What needs to be done: Starting with the line containing "If you could indicate the plant" and continuing through the end of the records, rewrite those lines with every "seedling" renamed to "sprout" and everything else unchanged.
BEGIN Material for the task
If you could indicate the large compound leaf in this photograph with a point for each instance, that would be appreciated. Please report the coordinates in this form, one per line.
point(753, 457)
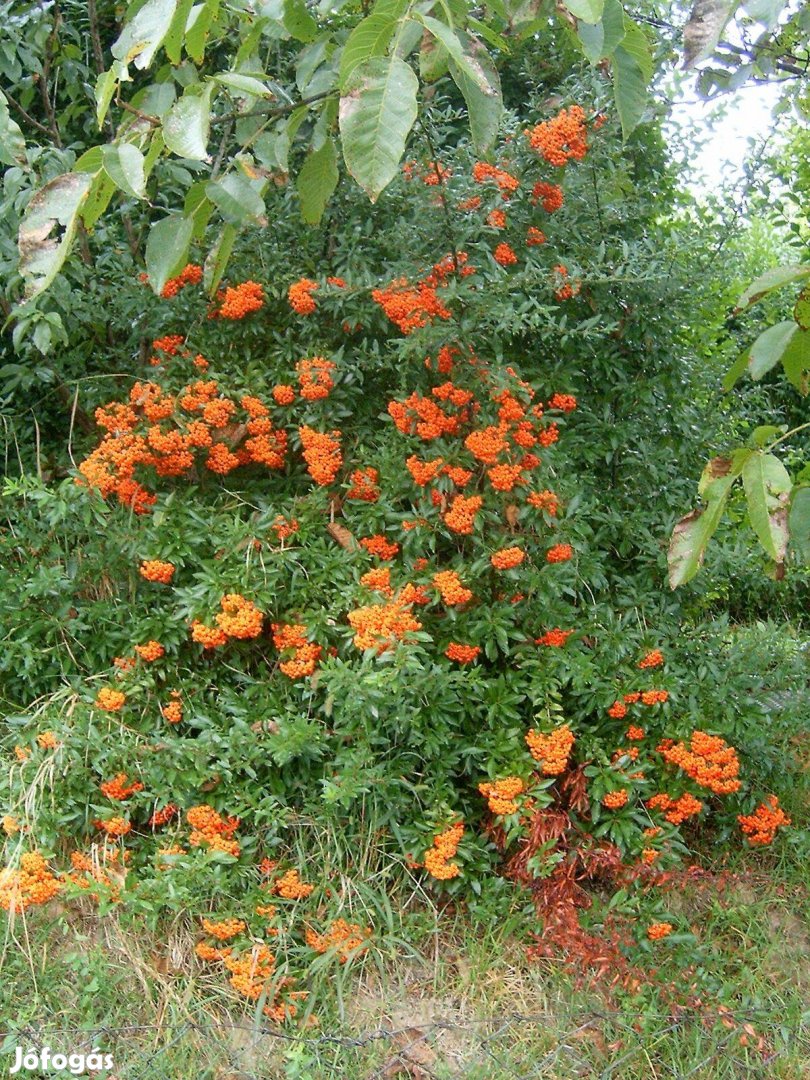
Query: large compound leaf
point(377, 111)
point(48, 229)
point(484, 106)
point(767, 486)
point(703, 30)
point(145, 32)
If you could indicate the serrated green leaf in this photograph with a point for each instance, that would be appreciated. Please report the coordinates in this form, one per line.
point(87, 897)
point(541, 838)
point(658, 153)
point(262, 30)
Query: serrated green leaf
point(798, 524)
point(187, 125)
point(767, 486)
point(237, 200)
point(217, 258)
point(586, 11)
point(166, 250)
point(143, 36)
point(370, 37)
point(243, 84)
point(377, 111)
point(770, 280)
point(98, 198)
point(124, 165)
point(173, 40)
point(484, 108)
point(316, 181)
point(298, 22)
point(796, 361)
point(199, 25)
point(48, 229)
point(632, 65)
point(769, 348)
point(12, 143)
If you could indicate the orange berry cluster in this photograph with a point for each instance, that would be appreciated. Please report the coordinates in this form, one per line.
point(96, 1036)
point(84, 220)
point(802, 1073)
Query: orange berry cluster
point(118, 787)
point(760, 826)
point(224, 930)
point(314, 377)
point(709, 760)
point(291, 887)
point(110, 700)
point(653, 659)
point(237, 301)
point(210, 829)
point(501, 795)
point(561, 138)
point(552, 751)
point(305, 655)
point(380, 626)
point(322, 455)
point(410, 307)
point(31, 885)
point(437, 858)
point(462, 653)
point(345, 939)
point(380, 548)
point(299, 296)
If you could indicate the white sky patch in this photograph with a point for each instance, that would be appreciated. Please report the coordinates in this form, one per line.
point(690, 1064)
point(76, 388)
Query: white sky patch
point(724, 132)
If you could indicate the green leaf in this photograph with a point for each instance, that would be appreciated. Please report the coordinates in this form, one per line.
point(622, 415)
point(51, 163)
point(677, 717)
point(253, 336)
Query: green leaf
point(298, 22)
point(767, 486)
point(187, 125)
point(485, 107)
point(692, 532)
point(704, 27)
point(632, 71)
point(466, 61)
point(244, 84)
point(768, 349)
point(592, 40)
point(143, 36)
point(12, 143)
point(377, 111)
point(801, 310)
point(796, 361)
point(588, 11)
point(217, 258)
point(106, 84)
point(98, 198)
point(166, 250)
point(197, 30)
point(124, 165)
point(767, 282)
point(237, 200)
point(370, 37)
point(798, 524)
point(173, 41)
point(48, 229)
point(736, 372)
point(316, 181)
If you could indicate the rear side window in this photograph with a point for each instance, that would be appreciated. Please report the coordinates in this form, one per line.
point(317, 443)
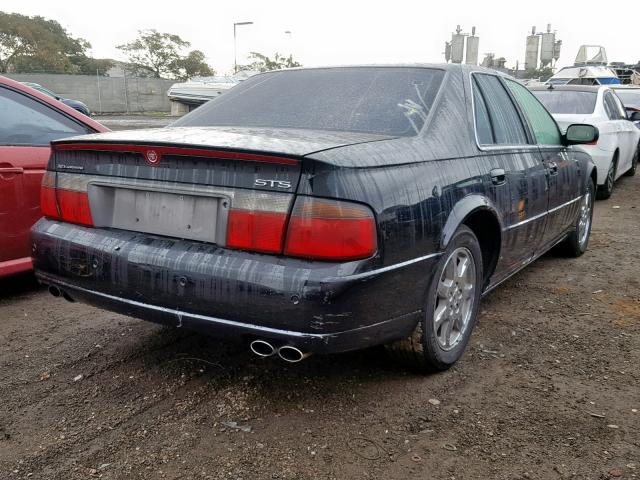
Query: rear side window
point(25, 121)
point(612, 108)
point(544, 126)
point(505, 121)
point(483, 122)
point(630, 98)
point(619, 106)
point(384, 100)
point(567, 101)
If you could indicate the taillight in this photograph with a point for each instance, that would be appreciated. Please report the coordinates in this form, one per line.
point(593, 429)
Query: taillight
point(63, 204)
point(255, 230)
point(74, 207)
point(257, 222)
point(48, 202)
point(330, 230)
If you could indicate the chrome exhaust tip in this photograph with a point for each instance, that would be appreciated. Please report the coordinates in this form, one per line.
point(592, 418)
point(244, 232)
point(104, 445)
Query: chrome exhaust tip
point(67, 297)
point(292, 354)
point(55, 291)
point(262, 348)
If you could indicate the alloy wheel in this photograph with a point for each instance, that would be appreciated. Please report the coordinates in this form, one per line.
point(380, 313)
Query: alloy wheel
point(455, 298)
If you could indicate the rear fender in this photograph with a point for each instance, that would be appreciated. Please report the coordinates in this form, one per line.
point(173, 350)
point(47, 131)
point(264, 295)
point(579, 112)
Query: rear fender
point(461, 210)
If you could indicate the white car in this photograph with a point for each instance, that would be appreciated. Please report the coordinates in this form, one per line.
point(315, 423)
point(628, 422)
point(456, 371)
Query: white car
point(616, 151)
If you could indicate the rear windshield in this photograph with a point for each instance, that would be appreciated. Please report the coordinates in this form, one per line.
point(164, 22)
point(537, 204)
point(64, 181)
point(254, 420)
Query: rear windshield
point(567, 101)
point(629, 98)
point(384, 100)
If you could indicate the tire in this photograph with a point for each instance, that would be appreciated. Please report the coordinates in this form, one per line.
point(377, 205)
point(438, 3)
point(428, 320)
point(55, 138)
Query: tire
point(605, 191)
point(578, 240)
point(430, 348)
point(634, 163)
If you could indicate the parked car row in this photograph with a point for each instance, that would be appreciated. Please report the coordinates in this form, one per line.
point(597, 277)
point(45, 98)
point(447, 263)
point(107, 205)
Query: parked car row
point(323, 210)
point(618, 146)
point(29, 121)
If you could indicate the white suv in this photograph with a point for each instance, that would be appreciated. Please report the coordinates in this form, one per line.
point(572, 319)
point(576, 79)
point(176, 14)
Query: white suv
point(616, 151)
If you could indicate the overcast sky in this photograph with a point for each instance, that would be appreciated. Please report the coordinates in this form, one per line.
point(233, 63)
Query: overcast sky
point(334, 32)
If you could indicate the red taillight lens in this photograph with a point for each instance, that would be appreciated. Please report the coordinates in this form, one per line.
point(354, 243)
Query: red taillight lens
point(330, 230)
point(256, 230)
point(68, 205)
point(48, 203)
point(74, 207)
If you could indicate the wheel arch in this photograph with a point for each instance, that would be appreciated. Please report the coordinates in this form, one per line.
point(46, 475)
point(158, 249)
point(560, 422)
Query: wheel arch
point(479, 214)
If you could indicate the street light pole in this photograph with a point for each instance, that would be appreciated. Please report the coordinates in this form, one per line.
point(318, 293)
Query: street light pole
point(235, 45)
point(288, 33)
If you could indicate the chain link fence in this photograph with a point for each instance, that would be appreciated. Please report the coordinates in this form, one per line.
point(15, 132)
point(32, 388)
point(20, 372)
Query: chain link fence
point(105, 95)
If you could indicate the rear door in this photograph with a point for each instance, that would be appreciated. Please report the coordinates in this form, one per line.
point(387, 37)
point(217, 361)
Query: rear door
point(26, 128)
point(562, 169)
point(518, 181)
point(627, 132)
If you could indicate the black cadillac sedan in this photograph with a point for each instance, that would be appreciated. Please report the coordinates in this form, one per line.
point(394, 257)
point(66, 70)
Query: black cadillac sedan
point(320, 210)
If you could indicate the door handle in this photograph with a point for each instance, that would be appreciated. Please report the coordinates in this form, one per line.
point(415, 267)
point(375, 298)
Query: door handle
point(9, 170)
point(498, 176)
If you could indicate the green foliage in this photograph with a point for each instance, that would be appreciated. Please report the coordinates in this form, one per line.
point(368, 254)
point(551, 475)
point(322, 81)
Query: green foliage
point(262, 63)
point(193, 65)
point(160, 55)
point(35, 44)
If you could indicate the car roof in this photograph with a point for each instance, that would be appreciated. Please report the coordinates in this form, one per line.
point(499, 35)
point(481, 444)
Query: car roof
point(56, 104)
point(569, 88)
point(441, 66)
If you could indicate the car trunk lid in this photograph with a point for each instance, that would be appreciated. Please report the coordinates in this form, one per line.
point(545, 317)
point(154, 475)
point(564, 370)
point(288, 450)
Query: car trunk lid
point(205, 184)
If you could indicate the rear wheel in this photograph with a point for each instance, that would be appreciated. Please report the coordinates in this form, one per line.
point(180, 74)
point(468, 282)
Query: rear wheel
point(451, 307)
point(577, 242)
point(634, 163)
point(605, 191)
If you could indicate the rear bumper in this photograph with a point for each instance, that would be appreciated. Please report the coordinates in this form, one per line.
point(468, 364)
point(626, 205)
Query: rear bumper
point(321, 307)
point(12, 267)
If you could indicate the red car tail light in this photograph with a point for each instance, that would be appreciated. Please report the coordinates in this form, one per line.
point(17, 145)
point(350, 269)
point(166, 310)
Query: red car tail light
point(63, 204)
point(257, 221)
point(48, 202)
point(255, 230)
point(330, 230)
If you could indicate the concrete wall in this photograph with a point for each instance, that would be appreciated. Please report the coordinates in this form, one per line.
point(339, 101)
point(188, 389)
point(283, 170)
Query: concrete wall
point(107, 94)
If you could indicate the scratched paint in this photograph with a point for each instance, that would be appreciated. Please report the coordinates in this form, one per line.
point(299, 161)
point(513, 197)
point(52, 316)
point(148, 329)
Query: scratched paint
point(421, 189)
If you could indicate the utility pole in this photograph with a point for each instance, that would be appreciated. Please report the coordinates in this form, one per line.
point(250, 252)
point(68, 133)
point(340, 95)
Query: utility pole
point(235, 45)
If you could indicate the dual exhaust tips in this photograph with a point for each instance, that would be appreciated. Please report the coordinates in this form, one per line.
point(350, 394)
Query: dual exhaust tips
point(261, 348)
point(57, 292)
point(290, 354)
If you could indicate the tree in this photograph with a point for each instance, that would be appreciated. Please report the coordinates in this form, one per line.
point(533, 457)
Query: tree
point(262, 63)
point(193, 65)
point(35, 44)
point(160, 55)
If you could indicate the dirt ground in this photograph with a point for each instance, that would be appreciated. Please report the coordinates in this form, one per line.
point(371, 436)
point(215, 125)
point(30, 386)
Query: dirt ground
point(548, 388)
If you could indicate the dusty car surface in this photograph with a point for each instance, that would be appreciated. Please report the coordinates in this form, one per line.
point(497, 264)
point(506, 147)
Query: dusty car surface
point(321, 210)
point(29, 120)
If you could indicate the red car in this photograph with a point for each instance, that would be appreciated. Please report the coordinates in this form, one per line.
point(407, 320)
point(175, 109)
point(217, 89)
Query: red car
point(29, 120)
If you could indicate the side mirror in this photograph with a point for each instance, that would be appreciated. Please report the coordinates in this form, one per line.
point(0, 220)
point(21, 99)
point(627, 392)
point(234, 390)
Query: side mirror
point(581, 134)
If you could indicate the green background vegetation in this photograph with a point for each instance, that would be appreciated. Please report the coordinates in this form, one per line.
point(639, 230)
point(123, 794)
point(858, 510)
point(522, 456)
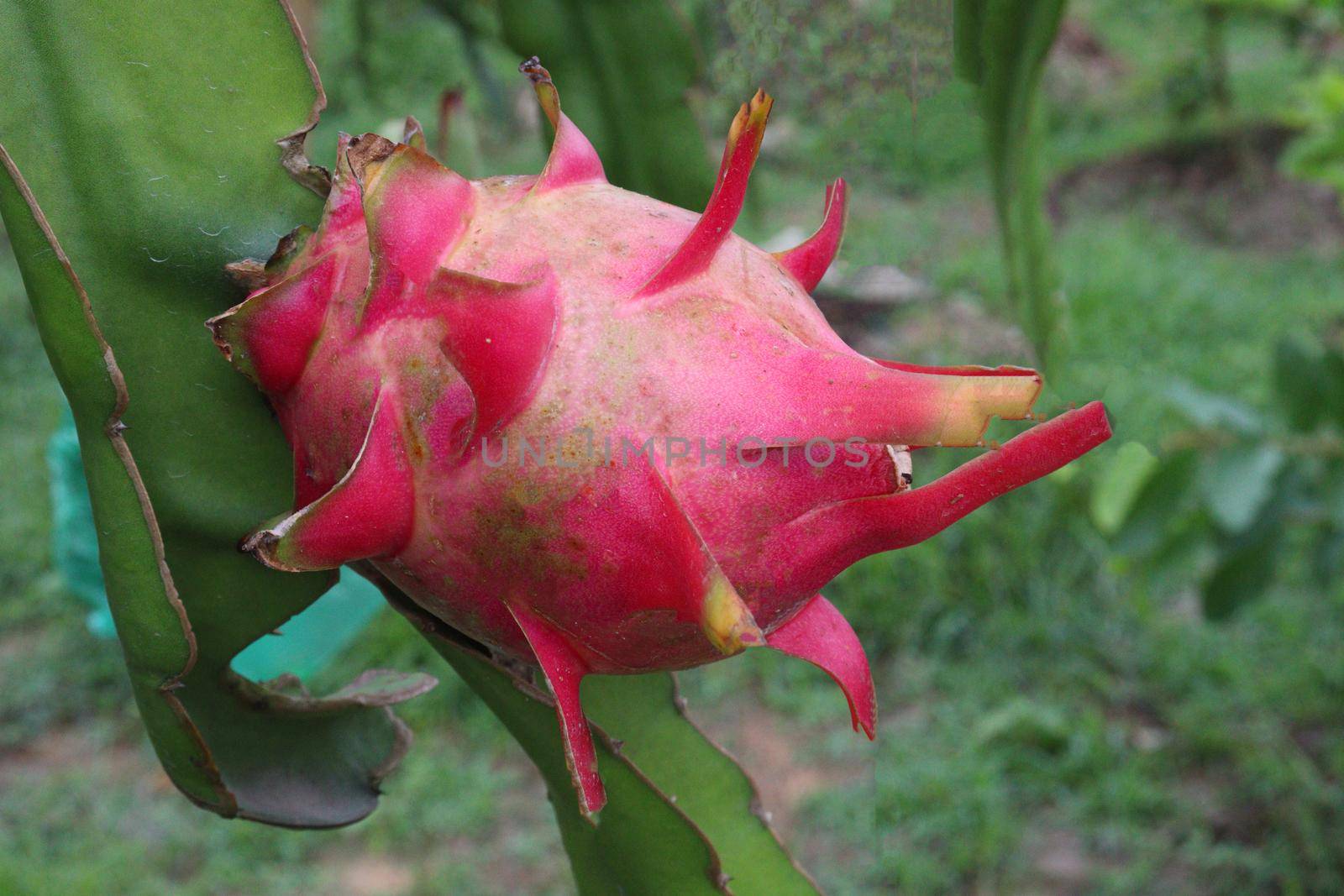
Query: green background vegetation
point(1058, 715)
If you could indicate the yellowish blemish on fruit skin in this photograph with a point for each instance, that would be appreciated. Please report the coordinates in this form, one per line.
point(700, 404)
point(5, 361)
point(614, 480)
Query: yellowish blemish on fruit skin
point(726, 620)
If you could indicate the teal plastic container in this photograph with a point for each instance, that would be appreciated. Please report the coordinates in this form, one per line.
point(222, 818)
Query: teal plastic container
point(302, 647)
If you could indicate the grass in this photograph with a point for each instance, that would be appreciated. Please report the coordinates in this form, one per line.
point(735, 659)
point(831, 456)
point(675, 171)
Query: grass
point(1053, 720)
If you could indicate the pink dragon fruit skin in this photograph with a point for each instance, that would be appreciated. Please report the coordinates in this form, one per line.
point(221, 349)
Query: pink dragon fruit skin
point(432, 322)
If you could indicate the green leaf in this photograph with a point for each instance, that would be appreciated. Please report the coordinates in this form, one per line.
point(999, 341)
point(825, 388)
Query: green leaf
point(1299, 375)
point(1001, 46)
point(680, 815)
point(624, 70)
point(1120, 485)
point(1238, 483)
point(140, 159)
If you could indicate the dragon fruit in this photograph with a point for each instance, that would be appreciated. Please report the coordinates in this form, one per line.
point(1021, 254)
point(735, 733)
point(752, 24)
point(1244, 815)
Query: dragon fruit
point(598, 432)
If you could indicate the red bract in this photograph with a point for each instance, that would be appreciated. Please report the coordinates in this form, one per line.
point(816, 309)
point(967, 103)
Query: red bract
point(589, 429)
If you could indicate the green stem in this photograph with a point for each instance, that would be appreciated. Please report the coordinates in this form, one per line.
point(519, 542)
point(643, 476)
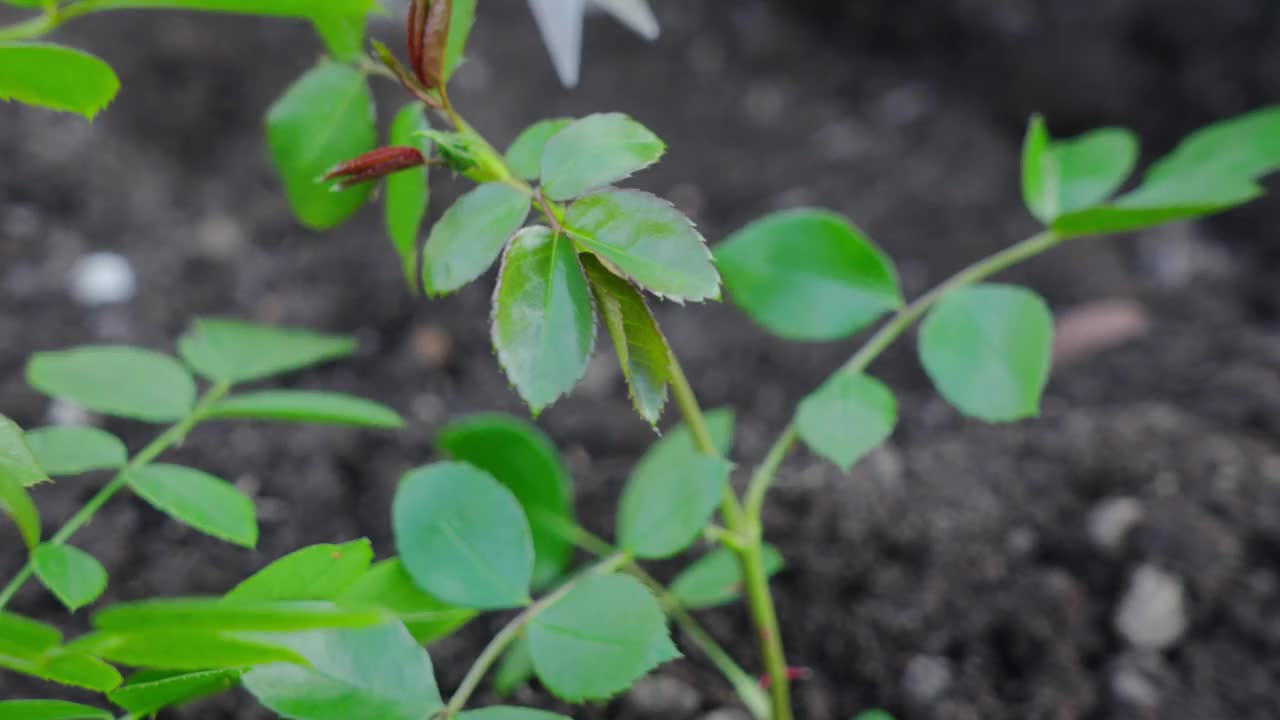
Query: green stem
point(508, 634)
point(1036, 245)
point(744, 684)
point(170, 437)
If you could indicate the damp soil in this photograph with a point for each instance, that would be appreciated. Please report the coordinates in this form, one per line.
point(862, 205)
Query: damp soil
point(951, 575)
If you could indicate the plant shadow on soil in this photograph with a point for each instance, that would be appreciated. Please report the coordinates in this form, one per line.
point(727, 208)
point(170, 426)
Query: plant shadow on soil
point(952, 574)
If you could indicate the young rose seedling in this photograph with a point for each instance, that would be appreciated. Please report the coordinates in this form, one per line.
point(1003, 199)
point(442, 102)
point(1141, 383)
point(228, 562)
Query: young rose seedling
END Material for the task
Worked answer:
If you could indicate the plant shadow on soil in this photograph with a point for each instance, that would be appreciated. Please report the coordinates in this form, one per line.
point(727, 208)
point(170, 426)
Query: plant shadow on soil
point(952, 574)
If you could indicate the young rose sprout in this photograph with a point for each instance, that would be appreciated. Please report the coordinates in this form, one per line.
point(1003, 199)
point(442, 102)
point(1141, 383)
point(228, 562)
Query: young rose sprout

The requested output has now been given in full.